• _AIM OF THE EXERCISE_
Where does the word "road" show up in the records? Copy every line that has it.

• _EXTRACTED DATA_

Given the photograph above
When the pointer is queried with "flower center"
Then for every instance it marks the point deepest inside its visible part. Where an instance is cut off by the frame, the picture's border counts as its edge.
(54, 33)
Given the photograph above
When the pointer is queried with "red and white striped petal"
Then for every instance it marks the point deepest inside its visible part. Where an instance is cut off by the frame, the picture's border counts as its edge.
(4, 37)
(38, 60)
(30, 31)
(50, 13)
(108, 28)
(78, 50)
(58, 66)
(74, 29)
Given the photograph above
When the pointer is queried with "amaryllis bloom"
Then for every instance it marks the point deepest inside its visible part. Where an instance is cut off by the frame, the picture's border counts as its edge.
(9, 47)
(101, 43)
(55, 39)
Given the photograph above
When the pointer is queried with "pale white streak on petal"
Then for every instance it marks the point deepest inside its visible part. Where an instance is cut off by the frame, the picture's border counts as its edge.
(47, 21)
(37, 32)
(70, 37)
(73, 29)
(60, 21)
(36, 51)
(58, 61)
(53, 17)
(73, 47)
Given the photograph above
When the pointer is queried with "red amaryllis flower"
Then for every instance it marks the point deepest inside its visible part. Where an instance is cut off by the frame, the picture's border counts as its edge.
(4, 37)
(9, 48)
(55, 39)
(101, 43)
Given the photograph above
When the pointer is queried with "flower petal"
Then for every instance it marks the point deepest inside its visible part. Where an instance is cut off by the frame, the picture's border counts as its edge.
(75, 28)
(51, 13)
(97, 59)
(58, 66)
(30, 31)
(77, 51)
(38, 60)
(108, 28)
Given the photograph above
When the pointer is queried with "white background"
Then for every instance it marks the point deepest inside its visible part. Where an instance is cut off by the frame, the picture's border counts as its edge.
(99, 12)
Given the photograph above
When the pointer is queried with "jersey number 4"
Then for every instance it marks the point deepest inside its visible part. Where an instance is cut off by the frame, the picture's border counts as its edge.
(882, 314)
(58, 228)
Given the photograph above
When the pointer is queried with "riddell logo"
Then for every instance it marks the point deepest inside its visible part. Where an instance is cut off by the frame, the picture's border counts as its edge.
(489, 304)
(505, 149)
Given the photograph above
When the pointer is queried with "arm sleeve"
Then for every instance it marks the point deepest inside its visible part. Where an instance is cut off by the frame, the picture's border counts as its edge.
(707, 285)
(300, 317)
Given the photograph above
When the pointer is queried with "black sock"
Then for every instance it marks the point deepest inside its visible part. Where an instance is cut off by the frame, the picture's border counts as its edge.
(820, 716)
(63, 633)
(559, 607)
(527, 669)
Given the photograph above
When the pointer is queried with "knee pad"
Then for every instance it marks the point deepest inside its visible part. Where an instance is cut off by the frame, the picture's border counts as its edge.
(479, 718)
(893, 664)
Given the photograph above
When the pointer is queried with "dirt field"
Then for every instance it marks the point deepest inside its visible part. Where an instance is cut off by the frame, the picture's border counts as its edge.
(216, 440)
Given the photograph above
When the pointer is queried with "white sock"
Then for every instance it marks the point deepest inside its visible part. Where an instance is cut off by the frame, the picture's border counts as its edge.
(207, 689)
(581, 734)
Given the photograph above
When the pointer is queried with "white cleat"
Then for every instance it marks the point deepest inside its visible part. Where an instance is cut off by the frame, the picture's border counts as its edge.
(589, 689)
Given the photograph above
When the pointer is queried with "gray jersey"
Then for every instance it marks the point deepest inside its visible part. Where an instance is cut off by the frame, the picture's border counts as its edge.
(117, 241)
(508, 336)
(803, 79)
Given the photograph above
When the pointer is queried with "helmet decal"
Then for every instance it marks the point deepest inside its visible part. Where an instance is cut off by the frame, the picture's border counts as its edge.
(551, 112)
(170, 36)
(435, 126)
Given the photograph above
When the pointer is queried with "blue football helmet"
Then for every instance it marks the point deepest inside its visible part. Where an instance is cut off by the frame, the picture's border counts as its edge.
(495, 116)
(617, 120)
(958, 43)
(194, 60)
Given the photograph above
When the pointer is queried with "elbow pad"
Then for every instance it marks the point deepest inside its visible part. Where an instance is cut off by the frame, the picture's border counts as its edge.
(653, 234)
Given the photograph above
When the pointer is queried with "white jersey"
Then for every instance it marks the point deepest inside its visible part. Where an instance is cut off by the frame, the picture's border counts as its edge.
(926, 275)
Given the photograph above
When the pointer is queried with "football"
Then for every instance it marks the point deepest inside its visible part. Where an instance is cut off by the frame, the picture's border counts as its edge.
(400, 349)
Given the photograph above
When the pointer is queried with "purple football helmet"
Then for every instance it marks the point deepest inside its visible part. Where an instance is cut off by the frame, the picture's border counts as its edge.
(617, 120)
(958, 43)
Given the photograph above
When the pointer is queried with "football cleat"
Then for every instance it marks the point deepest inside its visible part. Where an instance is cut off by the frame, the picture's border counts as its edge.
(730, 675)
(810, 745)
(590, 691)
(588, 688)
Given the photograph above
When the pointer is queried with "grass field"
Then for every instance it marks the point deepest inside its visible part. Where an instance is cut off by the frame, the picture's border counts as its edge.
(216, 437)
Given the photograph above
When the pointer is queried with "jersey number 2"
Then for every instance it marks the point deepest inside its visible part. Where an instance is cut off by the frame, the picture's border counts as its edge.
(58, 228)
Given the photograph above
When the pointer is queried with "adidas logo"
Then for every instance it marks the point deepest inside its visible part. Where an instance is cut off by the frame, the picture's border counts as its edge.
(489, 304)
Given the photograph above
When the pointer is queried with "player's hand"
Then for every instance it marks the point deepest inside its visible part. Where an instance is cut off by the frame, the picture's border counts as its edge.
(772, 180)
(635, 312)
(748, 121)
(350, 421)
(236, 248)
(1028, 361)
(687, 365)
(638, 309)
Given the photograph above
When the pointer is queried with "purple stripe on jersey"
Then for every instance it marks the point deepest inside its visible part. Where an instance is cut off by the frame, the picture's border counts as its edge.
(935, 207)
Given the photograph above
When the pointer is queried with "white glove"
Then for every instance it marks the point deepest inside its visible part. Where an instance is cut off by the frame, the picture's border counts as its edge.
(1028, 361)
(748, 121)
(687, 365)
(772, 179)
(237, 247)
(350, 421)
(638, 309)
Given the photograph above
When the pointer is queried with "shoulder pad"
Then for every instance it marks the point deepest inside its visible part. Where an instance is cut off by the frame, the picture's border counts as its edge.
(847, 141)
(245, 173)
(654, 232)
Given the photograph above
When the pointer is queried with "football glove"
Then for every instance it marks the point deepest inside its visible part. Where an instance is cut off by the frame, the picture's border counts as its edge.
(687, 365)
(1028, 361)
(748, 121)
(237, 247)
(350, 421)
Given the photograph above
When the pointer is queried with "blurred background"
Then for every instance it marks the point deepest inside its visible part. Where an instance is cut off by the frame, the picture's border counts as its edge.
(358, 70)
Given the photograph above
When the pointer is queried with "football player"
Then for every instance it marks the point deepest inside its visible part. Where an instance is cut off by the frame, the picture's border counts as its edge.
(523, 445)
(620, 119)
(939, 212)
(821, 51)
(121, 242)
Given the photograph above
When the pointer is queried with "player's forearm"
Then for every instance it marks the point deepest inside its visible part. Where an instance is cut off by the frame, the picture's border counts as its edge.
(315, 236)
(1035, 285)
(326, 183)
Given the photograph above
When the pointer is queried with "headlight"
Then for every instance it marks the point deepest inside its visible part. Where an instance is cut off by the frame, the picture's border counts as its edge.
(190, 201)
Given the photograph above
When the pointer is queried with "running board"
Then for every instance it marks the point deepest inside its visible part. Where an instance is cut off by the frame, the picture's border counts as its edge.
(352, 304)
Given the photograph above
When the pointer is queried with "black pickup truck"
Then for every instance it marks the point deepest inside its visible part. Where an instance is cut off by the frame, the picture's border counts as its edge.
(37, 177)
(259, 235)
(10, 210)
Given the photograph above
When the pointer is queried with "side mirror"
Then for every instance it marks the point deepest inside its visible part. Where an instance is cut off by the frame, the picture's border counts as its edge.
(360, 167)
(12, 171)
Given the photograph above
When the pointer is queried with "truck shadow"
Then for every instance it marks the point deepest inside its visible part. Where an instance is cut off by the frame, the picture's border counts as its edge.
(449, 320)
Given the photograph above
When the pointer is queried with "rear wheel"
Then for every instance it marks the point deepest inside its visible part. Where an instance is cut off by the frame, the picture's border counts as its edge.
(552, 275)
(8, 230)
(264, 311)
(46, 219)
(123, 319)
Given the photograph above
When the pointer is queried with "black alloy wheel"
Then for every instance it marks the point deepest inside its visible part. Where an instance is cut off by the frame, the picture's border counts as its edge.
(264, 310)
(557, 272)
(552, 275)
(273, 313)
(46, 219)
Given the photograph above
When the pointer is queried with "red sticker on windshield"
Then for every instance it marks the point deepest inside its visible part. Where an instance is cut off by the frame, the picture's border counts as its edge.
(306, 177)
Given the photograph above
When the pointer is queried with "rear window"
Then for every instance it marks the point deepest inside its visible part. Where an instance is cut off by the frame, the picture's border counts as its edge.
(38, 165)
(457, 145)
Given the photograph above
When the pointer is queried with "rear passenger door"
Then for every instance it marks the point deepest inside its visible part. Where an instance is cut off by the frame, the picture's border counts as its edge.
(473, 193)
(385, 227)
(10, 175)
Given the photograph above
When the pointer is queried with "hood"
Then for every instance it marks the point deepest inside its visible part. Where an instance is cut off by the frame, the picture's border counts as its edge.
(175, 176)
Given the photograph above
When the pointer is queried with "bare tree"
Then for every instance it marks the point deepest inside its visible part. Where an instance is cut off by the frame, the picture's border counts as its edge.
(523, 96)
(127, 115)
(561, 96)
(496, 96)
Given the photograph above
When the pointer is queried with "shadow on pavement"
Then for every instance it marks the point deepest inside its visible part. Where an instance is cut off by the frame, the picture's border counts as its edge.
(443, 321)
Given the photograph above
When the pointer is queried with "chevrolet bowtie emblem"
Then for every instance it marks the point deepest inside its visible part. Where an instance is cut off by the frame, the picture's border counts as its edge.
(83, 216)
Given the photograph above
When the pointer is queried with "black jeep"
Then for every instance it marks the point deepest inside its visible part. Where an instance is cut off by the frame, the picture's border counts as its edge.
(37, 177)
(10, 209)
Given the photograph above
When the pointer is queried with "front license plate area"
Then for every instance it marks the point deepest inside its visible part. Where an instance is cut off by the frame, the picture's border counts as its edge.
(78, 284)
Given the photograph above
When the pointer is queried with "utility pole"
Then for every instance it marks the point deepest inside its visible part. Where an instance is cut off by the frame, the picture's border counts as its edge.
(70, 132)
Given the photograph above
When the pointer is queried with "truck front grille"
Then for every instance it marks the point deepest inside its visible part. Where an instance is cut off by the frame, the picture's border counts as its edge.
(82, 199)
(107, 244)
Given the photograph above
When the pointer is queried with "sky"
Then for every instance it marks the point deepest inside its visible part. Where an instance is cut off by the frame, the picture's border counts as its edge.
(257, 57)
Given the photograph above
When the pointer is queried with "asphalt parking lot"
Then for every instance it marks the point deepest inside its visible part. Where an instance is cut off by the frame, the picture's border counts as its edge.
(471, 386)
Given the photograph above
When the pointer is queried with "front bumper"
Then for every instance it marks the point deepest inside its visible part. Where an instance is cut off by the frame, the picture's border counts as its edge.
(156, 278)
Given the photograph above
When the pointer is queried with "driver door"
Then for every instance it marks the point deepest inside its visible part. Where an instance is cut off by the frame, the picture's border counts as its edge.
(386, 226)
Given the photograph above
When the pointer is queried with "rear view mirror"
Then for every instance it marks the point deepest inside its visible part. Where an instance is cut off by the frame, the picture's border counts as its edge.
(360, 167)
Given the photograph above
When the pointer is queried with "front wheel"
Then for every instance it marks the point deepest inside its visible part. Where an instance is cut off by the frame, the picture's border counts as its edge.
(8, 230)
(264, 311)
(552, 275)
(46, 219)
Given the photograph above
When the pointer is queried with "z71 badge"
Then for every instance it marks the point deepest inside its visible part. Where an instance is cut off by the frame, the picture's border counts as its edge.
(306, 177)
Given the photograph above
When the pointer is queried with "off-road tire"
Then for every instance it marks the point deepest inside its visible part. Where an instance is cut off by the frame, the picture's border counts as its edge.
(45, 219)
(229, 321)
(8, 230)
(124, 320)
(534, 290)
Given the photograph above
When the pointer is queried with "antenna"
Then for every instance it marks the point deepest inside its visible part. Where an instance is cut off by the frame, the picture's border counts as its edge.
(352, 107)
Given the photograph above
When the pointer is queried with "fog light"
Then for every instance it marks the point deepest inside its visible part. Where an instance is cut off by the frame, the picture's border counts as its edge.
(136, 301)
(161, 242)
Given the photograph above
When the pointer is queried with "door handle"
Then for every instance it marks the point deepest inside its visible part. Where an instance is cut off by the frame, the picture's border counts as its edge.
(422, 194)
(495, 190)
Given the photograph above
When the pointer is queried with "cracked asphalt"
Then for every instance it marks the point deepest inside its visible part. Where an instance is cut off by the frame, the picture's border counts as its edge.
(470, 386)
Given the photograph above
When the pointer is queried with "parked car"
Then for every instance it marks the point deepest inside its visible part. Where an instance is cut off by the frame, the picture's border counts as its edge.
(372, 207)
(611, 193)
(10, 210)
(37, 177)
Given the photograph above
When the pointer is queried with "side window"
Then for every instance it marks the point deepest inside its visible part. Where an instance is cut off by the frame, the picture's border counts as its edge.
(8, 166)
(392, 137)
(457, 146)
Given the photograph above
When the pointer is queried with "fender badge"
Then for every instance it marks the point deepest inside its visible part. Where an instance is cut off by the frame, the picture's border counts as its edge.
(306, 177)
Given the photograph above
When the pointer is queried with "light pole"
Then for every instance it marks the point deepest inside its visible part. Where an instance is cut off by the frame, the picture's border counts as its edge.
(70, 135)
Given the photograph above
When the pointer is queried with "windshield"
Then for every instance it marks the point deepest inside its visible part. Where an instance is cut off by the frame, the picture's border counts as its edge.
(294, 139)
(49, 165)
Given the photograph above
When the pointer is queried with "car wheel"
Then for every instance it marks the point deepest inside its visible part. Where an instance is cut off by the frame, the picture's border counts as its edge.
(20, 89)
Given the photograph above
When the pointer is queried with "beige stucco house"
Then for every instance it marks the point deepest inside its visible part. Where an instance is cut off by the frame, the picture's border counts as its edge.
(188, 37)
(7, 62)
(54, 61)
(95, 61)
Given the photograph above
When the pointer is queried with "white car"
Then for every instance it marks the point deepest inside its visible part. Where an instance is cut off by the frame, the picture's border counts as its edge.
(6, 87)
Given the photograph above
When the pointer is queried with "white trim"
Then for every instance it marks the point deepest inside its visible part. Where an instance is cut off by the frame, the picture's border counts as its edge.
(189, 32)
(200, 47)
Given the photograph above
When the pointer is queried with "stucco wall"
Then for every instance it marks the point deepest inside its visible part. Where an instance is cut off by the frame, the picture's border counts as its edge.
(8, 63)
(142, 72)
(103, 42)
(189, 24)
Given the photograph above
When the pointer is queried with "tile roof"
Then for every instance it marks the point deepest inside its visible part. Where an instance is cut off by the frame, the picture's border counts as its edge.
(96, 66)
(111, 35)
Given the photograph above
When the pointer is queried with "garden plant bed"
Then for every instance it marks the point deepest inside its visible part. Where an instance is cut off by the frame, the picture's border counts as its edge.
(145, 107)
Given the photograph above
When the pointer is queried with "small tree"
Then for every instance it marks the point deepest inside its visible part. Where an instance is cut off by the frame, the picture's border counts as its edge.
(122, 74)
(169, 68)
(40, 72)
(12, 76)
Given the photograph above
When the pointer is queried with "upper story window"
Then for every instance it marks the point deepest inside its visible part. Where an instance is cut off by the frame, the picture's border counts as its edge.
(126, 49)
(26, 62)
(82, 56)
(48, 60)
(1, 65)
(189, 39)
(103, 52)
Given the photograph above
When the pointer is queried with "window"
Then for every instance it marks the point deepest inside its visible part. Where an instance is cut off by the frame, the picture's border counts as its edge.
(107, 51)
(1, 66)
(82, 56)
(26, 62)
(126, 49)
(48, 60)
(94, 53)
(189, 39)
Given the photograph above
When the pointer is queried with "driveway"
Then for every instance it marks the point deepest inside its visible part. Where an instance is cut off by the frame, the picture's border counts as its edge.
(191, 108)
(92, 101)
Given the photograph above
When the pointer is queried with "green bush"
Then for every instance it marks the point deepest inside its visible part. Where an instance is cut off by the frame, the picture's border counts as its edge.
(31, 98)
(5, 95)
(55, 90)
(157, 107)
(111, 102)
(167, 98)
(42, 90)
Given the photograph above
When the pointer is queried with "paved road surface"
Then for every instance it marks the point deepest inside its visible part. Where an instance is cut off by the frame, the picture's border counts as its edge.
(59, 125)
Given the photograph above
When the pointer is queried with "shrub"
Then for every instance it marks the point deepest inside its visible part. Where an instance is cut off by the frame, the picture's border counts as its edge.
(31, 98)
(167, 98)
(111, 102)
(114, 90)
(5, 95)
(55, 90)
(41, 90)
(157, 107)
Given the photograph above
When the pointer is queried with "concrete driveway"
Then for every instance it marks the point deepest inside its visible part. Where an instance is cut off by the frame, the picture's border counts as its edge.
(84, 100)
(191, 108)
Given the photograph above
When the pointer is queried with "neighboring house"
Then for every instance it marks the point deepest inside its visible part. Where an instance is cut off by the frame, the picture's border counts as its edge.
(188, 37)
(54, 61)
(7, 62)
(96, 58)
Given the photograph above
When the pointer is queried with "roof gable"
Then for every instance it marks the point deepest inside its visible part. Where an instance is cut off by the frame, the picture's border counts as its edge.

• _EXERCISE SOLUTION_
When the pointer is queried with "off-road tire"
When the pointer is queried with "paved road surface"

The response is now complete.